REQUIREMENT
Comb the records below for the string "black" and copy each line where it turns up.

PROVIDED ENTRIES
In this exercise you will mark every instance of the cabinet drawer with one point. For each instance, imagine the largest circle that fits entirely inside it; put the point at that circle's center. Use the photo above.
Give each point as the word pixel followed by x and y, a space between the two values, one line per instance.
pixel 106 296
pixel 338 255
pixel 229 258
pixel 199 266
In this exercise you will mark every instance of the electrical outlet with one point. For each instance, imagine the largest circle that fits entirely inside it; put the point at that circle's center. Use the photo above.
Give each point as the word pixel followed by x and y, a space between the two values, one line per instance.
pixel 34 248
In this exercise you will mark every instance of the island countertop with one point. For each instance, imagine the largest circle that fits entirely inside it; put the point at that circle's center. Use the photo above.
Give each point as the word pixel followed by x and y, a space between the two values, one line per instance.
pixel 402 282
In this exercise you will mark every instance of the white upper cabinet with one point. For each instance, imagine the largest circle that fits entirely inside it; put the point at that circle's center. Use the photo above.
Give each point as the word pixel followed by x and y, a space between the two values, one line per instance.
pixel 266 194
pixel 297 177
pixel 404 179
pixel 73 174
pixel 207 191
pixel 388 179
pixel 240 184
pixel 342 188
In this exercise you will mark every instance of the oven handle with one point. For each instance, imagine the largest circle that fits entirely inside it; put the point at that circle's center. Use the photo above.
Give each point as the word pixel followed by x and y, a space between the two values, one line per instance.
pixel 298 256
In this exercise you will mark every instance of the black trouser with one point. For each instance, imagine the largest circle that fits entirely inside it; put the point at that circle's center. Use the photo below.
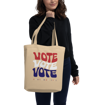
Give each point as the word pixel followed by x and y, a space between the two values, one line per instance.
pixel 59 98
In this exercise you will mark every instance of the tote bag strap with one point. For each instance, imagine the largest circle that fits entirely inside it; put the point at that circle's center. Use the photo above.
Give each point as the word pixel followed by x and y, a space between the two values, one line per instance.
pixel 37 30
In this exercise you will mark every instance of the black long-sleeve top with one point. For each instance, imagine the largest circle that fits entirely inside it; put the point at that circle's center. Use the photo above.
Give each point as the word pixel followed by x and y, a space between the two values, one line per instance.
pixel 64 36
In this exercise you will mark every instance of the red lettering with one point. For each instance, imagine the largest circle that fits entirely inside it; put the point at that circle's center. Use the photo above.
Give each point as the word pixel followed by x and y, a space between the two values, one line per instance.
pixel 54 58
pixel 44 59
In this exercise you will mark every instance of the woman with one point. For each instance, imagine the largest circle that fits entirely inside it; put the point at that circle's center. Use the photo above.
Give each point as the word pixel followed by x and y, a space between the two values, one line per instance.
pixel 56 11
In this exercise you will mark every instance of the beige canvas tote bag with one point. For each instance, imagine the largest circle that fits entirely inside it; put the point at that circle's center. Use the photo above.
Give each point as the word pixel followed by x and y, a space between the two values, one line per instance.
pixel 42 65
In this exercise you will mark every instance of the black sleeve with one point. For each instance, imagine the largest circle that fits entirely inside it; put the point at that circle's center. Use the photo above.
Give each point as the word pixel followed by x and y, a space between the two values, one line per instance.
pixel 45 32
pixel 75 67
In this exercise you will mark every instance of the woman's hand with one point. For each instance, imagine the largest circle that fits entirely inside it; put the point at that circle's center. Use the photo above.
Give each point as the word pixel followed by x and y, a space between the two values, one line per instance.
pixel 76 81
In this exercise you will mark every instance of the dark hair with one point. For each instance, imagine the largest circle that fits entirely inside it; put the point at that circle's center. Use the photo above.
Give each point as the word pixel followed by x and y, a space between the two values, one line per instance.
pixel 62 10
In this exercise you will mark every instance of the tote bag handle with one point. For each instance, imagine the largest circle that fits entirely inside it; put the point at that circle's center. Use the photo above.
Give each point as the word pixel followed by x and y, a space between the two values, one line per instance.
pixel 37 30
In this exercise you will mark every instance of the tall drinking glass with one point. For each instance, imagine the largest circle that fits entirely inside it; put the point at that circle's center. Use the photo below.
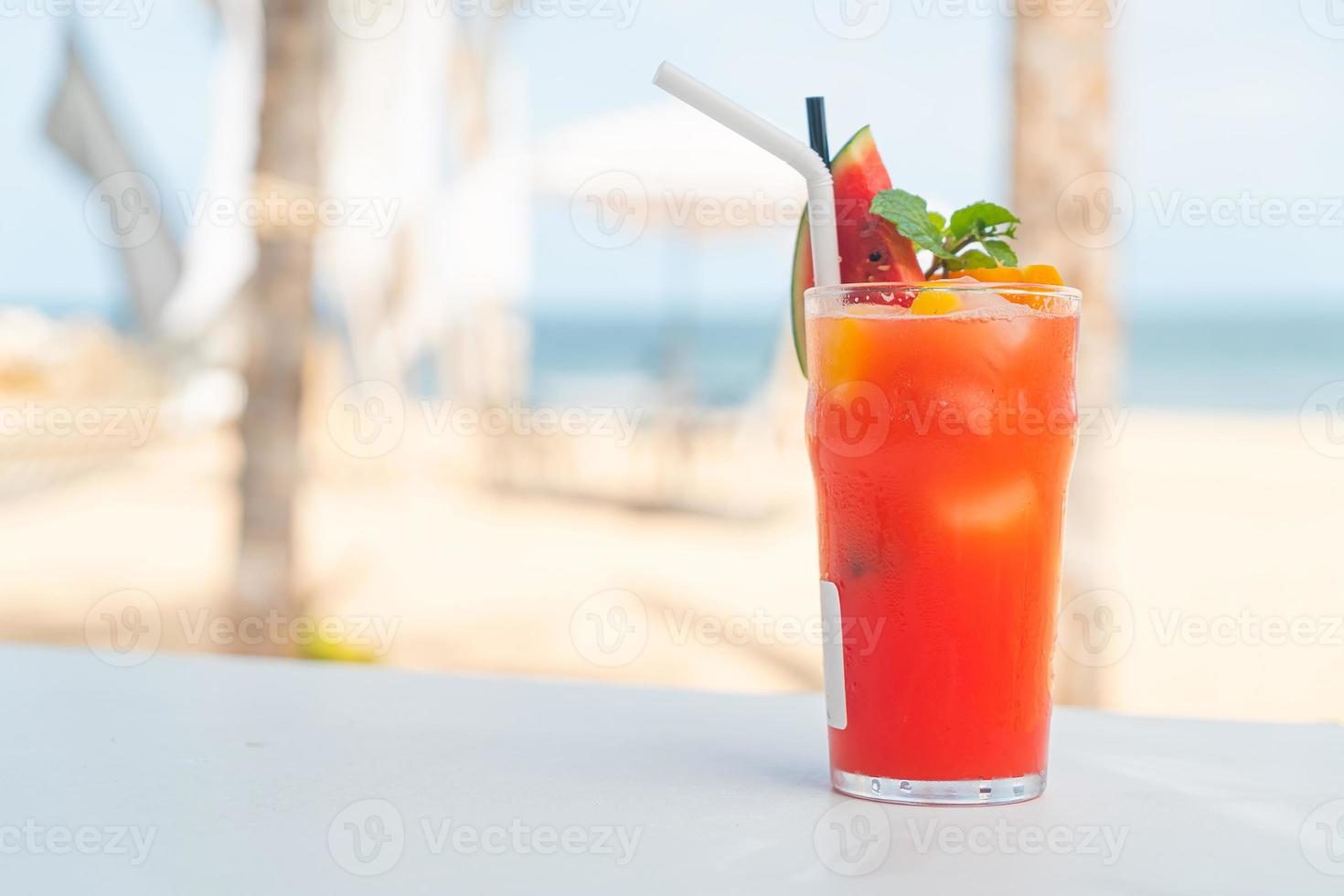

SOLVED EXERCISE
In this exercise you will mark every instance of the black trouser with one point. For each instance, imagine the largest circle that fits entirely inside it; put the point at that circle's center. Use the photo below.
In this exercise you will mark every instance of the black long-sleeve top with one point. For each instance, imagine the largest circle that fits entirely inside it; put the point at that circle's center. Use the photo above.
In this exercise you will mark every instance of the black sleeve with one point. For each instance, imagine the largest circle that fits entirely inside it; put the point at that circle's center. Use the photo above.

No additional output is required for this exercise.